**Text to read:**

<<<<

Even though this album is partly about 2020, it also has a broader interest in environmental problems, particularly the ways human actions contribute to the problem. Connected to that is the simple, but important, point that we are all connected to the earth. We live here; we’ll die here; we’ll be buried here. For Body Void, that ongoing connection suggests a need to both recognize the problem and to start doing something about it here and now.
Musically, the album is sludgy, dark, and raw. The band effectively blends elements of doom, sludge, and drone in ways that give it a feeling of despairing calm or anxious rest. I know those are contradictory expressions but listen and you might hear what I mean. The music moves at a pace in ways that just let the mind wander even though that seems impossible. It is despairing and challenging throughout, but the band also insists there’s an element of devotion, perhaps even of hope, to the whole thing. I believe them, but I don’t personally hear that as much as I hear the negative, angry side of things. Still, even the most despairing music can have an element of hope in it.

>>>>

Records pointing to objects in photos:

<<<<

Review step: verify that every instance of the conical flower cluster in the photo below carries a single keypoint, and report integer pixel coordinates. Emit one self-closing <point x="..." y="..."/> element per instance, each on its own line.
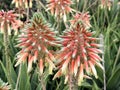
<point x="21" y="3"/>
<point x="59" y="7"/>
<point x="10" y="19"/>
<point x="35" y="40"/>
<point x="79" y="54"/>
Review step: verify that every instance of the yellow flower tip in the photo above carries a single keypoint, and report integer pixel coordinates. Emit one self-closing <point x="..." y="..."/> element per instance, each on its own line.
<point x="26" y="5"/>
<point x="30" y="4"/>
<point x="66" y="79"/>
<point x="29" y="67"/>
<point x="41" y="66"/>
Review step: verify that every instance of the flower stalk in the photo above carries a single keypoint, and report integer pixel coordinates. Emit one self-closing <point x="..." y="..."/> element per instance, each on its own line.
<point x="6" y="44"/>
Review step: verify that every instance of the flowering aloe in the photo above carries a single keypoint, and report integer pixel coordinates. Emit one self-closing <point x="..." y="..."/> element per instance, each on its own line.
<point x="83" y="18"/>
<point x="9" y="18"/>
<point x="34" y="41"/>
<point x="106" y="3"/>
<point x="21" y="3"/>
<point x="79" y="54"/>
<point x="59" y="7"/>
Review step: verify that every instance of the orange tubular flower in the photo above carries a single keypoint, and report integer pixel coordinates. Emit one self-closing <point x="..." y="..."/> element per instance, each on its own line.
<point x="106" y="3"/>
<point x="34" y="41"/>
<point x="59" y="7"/>
<point x="79" y="54"/>
<point x="83" y="18"/>
<point x="22" y="3"/>
<point x="10" y="18"/>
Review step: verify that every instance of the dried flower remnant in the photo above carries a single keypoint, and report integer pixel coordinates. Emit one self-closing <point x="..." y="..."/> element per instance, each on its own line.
<point x="59" y="7"/>
<point x="79" y="54"/>
<point x="22" y="3"/>
<point x="82" y="18"/>
<point x="10" y="18"/>
<point x="34" y="41"/>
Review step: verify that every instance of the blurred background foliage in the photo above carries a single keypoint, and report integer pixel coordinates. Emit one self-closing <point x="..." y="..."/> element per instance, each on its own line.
<point x="103" y="21"/>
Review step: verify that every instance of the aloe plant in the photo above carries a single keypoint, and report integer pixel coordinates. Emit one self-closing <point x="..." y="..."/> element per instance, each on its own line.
<point x="52" y="28"/>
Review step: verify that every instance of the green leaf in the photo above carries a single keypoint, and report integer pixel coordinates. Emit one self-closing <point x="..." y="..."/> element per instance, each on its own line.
<point x="24" y="82"/>
<point x="114" y="80"/>
<point x="11" y="75"/>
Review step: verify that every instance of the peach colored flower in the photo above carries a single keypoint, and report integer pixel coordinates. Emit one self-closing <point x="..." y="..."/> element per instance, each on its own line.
<point x="106" y="4"/>
<point x="59" y="7"/>
<point x="10" y="18"/>
<point x="22" y="3"/>
<point x="82" y="18"/>
<point x="35" y="40"/>
<point x="79" y="54"/>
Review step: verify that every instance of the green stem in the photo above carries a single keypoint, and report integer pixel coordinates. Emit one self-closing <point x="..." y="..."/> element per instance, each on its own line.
<point x="72" y="82"/>
<point x="6" y="39"/>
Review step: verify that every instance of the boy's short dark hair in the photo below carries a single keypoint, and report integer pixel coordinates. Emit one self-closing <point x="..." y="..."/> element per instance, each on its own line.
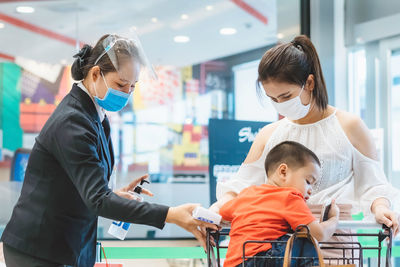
<point x="294" y="154"/>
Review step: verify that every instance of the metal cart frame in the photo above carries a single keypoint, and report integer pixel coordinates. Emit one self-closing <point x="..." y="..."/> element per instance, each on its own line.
<point x="213" y="238"/>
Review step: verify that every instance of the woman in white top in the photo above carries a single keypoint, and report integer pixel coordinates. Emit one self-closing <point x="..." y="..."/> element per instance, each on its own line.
<point x="290" y="75"/>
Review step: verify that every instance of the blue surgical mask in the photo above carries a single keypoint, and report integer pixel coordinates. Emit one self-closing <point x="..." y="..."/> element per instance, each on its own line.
<point x="114" y="100"/>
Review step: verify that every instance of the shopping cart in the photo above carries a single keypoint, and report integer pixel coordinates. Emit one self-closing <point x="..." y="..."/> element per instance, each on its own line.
<point x="350" y="252"/>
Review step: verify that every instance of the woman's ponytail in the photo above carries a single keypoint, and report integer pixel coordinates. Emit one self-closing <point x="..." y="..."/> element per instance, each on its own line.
<point x="303" y="43"/>
<point x="77" y="69"/>
<point x="292" y="63"/>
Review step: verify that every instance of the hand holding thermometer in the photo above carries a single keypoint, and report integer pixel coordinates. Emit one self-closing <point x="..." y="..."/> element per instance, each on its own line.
<point x="206" y="215"/>
<point x="119" y="229"/>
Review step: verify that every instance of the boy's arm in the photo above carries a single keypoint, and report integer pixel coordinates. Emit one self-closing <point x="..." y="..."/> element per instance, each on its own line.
<point x="323" y="231"/>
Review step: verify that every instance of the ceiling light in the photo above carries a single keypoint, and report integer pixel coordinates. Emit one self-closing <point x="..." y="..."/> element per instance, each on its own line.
<point x="227" y="31"/>
<point x="25" y="9"/>
<point x="181" y="39"/>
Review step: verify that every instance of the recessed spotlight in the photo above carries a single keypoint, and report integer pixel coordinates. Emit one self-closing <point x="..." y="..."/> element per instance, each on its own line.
<point x="25" y="9"/>
<point x="227" y="31"/>
<point x="181" y="39"/>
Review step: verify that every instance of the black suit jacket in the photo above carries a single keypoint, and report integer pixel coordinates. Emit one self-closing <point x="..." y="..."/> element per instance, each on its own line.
<point x="66" y="188"/>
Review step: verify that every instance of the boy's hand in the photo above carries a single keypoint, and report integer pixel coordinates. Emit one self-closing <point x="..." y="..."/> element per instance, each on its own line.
<point x="334" y="210"/>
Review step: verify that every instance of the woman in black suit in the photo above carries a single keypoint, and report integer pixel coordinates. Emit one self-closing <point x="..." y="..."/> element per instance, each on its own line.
<point x="54" y="222"/>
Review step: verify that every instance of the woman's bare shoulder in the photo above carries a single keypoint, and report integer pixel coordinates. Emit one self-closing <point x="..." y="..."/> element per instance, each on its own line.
<point x="358" y="133"/>
<point x="260" y="141"/>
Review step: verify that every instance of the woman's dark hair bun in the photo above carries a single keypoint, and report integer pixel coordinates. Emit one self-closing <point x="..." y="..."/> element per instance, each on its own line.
<point x="80" y="62"/>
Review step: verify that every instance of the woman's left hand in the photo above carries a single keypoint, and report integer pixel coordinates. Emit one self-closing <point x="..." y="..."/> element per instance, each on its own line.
<point x="125" y="191"/>
<point x="388" y="217"/>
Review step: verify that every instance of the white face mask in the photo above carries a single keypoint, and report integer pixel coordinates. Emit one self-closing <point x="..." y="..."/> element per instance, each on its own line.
<point x="292" y="109"/>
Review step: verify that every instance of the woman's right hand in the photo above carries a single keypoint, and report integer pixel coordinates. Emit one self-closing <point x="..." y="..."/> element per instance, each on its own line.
<point x="182" y="216"/>
<point x="334" y="211"/>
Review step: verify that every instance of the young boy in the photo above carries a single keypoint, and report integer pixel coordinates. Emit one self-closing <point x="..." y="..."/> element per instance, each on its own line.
<point x="270" y="211"/>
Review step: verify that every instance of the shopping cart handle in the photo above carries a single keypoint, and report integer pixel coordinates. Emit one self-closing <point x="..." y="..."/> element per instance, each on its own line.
<point x="341" y="225"/>
<point x="359" y="225"/>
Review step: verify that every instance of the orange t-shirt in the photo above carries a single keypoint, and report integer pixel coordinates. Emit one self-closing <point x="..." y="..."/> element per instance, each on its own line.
<point x="264" y="212"/>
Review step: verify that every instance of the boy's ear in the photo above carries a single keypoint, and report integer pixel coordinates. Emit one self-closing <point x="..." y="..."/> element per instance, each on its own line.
<point x="282" y="172"/>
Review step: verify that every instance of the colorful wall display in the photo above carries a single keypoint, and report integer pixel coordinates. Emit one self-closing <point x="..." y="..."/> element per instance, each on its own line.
<point x="27" y="99"/>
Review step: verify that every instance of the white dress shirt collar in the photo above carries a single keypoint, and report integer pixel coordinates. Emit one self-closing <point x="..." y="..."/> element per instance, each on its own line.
<point x="100" y="111"/>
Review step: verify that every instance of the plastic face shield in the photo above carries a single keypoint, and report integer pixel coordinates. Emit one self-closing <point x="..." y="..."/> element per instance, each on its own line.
<point x="127" y="57"/>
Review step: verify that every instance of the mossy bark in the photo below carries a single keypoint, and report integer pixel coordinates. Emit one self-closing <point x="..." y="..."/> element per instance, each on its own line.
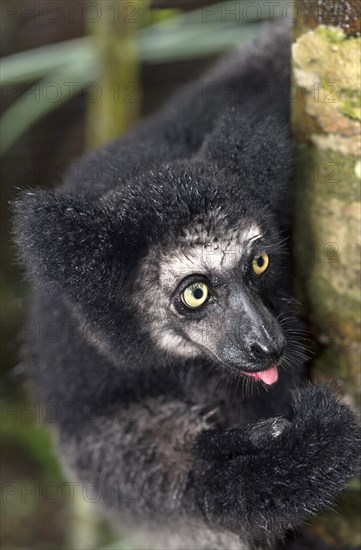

>>>>

**Instructions:**
1. In the Body Void album review, which three styles does the band blend?
2. Resume the Body Void album review from the point where it stops.
You do not need the entries for this work.

**Answers by task:**
1. Doom, sludge, and drone.

2.
The tracks here are all between 12 and 14 minutes, but they generally don’t feel too long. Yes, they develop slowly, but they resist giving the impression that the repeated parts are just so much padding. Drone music might be an acquired taste for some, but I think fans of this style will be fine with just letting it come at its own pace. I was especially happy that there wasn’t any particular need to build things up toward an epic finale. Old Westerns would build toward the final shootout, but this album shifts about with a bold and defiant ease mixed with curiosity to see what minimal structures, layers of noise, and loads of distortion can bring.
Of the four tracks, I enjoyed “Forest Fire” and “Pale Man” the most. If you also enjoy them, you’ll probably like the whole album. If you haven’t listened to Body Void before now, this may be a good place to start with them. The music here is a bit darker and a bit more ambitious. It is also heavy and brutal in ways fans of the genre will enjoy. Also be sure to check out the cover art by Ibay Arifin Suradi; it represents a deer in mid-transformation and it also points to the album’s larger interest in slow but dramatic metamorphoses.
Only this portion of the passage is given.